_To be done_:
Show each line in the rows below that includes the string "Target".

_Data provided_:
####

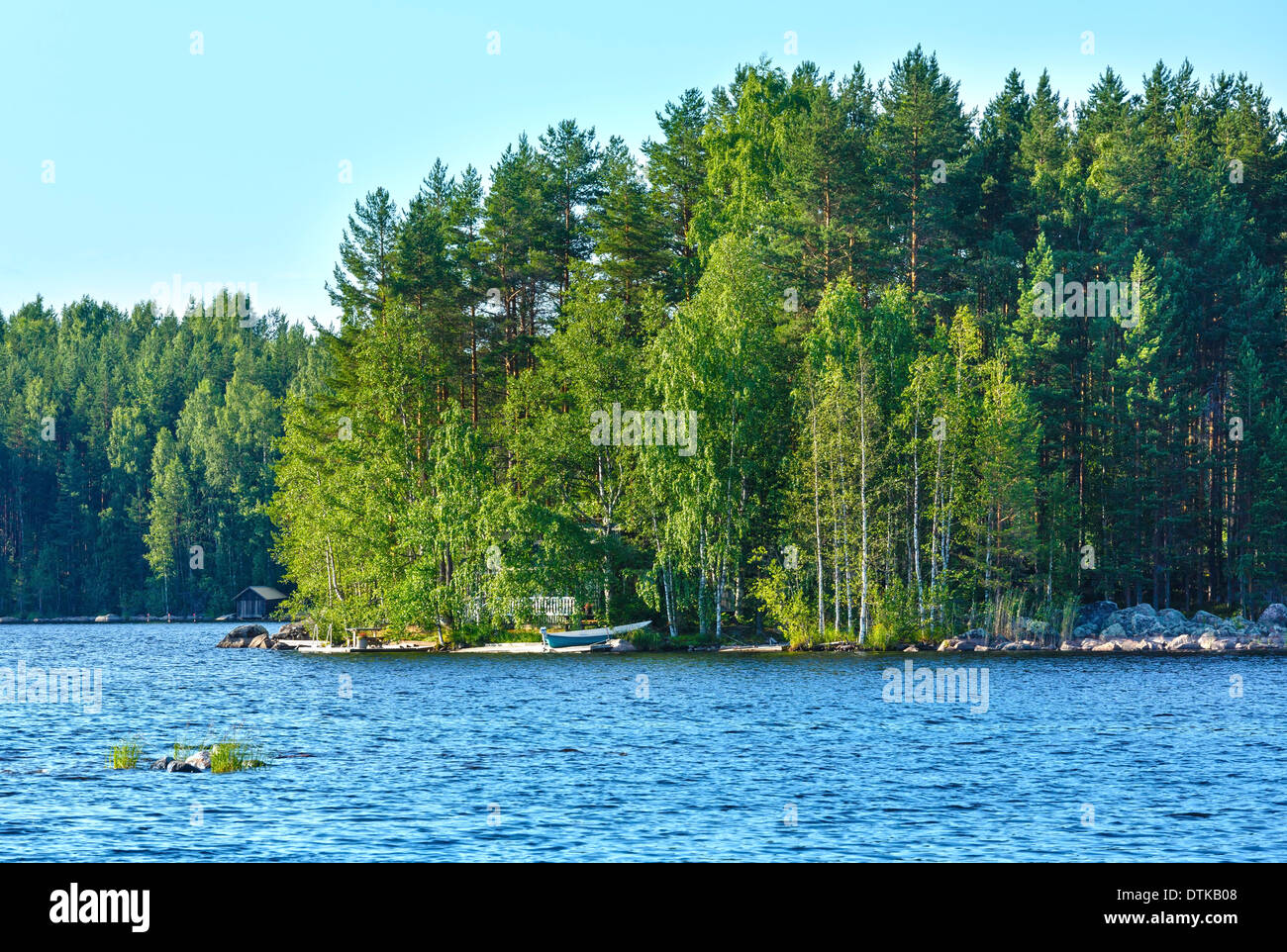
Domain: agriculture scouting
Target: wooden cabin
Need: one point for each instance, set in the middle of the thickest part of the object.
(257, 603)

####

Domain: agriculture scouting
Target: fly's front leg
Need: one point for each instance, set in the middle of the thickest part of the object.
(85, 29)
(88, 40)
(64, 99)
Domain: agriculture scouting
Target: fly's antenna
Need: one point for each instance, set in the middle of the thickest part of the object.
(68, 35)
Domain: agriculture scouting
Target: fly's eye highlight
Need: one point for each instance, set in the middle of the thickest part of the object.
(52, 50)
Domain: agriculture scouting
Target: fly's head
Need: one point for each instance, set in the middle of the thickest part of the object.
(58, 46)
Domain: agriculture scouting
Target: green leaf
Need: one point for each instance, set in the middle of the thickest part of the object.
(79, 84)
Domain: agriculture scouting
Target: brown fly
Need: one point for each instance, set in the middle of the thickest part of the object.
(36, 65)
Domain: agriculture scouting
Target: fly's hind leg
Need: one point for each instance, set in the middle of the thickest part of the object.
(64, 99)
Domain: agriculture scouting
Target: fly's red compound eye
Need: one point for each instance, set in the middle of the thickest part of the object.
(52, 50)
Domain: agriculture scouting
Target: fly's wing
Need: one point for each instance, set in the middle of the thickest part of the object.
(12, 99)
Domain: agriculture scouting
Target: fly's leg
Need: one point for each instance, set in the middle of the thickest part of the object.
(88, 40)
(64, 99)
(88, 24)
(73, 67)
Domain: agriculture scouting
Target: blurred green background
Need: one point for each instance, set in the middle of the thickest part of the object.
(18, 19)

####

_Expected answer_:
Target: wooden cabin
Target: fly's front leg
Target: fly's antenna
Target: fly's eye highlight
Target: fly's head
Target: green leaf
Target: brown fly
Target: fly's hind leg
Target: fly's red compound eye
Target: fly's wing
Target: fly's leg
Target: blurred green background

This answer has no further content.